Your instructions
Each record listed below is to be output exactly as written.

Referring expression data
--- START ---
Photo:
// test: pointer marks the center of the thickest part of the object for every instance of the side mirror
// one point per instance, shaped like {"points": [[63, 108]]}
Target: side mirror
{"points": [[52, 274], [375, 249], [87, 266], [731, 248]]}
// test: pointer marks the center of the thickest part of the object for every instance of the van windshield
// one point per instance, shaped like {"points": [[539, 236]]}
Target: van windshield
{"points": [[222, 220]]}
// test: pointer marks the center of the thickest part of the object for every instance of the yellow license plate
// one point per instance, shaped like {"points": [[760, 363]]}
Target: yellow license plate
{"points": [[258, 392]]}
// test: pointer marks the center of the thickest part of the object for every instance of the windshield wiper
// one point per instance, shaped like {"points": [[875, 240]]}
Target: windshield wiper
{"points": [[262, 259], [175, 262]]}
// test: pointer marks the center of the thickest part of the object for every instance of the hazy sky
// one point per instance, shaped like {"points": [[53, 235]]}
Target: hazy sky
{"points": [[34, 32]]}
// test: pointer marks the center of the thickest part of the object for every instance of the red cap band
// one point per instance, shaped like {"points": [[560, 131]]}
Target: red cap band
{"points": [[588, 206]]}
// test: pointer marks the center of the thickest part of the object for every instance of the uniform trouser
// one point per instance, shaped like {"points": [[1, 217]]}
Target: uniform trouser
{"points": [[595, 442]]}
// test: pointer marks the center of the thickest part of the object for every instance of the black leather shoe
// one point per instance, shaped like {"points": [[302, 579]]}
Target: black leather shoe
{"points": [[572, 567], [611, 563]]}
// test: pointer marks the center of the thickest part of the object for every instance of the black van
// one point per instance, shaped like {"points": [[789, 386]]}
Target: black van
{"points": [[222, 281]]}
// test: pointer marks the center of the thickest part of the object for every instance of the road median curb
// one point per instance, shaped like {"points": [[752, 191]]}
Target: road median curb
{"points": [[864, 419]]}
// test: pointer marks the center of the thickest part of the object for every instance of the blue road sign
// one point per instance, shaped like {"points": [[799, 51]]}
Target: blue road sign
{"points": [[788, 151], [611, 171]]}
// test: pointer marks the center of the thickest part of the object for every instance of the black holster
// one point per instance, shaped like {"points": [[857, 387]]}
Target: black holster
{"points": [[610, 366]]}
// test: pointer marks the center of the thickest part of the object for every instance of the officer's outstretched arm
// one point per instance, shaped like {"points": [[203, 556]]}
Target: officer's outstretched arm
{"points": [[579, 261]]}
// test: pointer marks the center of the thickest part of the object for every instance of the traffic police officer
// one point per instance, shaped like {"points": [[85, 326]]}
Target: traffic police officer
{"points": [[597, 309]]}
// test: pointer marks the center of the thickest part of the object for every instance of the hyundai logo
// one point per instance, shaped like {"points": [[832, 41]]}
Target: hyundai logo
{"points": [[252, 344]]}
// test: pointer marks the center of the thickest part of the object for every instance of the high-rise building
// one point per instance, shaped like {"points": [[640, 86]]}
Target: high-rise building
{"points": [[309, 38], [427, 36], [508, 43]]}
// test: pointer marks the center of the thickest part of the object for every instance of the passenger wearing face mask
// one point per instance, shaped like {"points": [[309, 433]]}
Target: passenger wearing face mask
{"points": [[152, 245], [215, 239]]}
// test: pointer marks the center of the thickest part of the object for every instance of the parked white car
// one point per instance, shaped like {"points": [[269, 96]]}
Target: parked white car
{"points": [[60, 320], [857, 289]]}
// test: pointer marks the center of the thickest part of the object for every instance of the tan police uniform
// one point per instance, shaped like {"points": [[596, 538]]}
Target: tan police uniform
--- END ---
Task solution
Photo:
// test: pointer marks the center of the thickest part of the object for every instance of the side mirror
// one point per instance, shaped like {"points": [[63, 108]]}
Target: side mirror
{"points": [[52, 274], [375, 249], [87, 266], [731, 248]]}
// test: pointer marks the center of the thickest part of the object for every instance of the van windshield
// one point per instance, shaped like {"points": [[539, 236]]}
Target: van windshield
{"points": [[222, 220]]}
// test: pointer marks the center of the thickest part of the object for every instance of the yellow license plate
// one point per instance, shaped like {"points": [[760, 363]]}
Target: yellow license plate
{"points": [[258, 392]]}
// test: pointer marks the center of the thickest part of the object for every instance of the windshield wiper
// one point per instance, shaped like {"points": [[875, 240]]}
Target: windshield wiper
{"points": [[262, 259], [175, 262]]}
// test: pointer marks the center of the thickest part of the object for every instance of the hazy sky
// one point per instance, shaped like {"points": [[53, 235]]}
Target: hazy sky
{"points": [[34, 32]]}
// test: pointer marks the center of the thickest part of the object for every instance of the red cap band
// one point per instance, shaped like {"points": [[560, 131]]}
Target: red cap band
{"points": [[588, 206]]}
// test: pointer marks the center of the thickest part of the object for every instance of the uniform trouser
// one point per instance, shaped like {"points": [[1, 217]]}
Target: uniform trouser
{"points": [[595, 442]]}
// test: pointer marks the center of the thickest part of the object for every instance of the black leather shoe
// one point per instance, shaped like {"points": [[302, 579]]}
Target: black leather shoe
{"points": [[572, 567], [611, 563]]}
// test: pointer marks the center of the thickest part of the object for every instance of the black van
// one point per instance, shaped like {"points": [[789, 386]]}
Target: black van
{"points": [[222, 281]]}
// test: pointer marks the center of the thickest part of the object for every instance of the road median curb
// one point per instance, shaped like {"points": [[752, 191]]}
Target: road median curb
{"points": [[864, 419]]}
// test: pointer marks the center of the thickest part of the object for every instance of the blue road sign
// one point per instance, shaped like {"points": [[799, 51]]}
Target: blue road sign
{"points": [[788, 151], [611, 171]]}
// test: pointer marks the center of the thickest part of the object for every instance of the black holster
// one point per instance, shaped like {"points": [[857, 387]]}
Target: black holster
{"points": [[610, 366]]}
// test: pointer marks the center of the thickest part of the object for every instance of the officer's outstretched arm
// one point per instance, shaped like {"points": [[203, 556]]}
Target: officer's outstretched arm
{"points": [[579, 261]]}
// test: pointer marks the center of the thickest part of the object for every instance of the traffic police officer
// one point per instance, shaped like {"points": [[85, 326]]}
Target: traffic police officer
{"points": [[597, 309]]}
// test: pointer marks the center of the thickest part of the object for every instance of the hyundai logo
// one point per instance, shaped like {"points": [[832, 41]]}
Target: hyundai logo
{"points": [[252, 344]]}
// test: pointer marks the center of the thickest part of the object for every instance of the high-rise building
// one point per instance, shaped like {"points": [[640, 86]]}
Target: high-rise building
{"points": [[309, 38], [427, 36], [508, 43]]}
// test: pointer marks the center of the thickest part of the object for every instance of the passenger wearing face mask
// one point per instance, shaped like {"points": [[309, 433]]}
Target: passenger wearing face mask
{"points": [[152, 245], [215, 239]]}
// test: pointer marks the center of the thickest part of the object for every instance of the parked white car
// one point per instance, shaped like {"points": [[269, 96]]}
Target: parked white car
{"points": [[60, 320], [857, 289]]}
// test: pointer marks the center of the thickest part of the object for every instance of the tan police uniform
// one point per instance, shaped like {"points": [[596, 538]]}
Target: tan police uniform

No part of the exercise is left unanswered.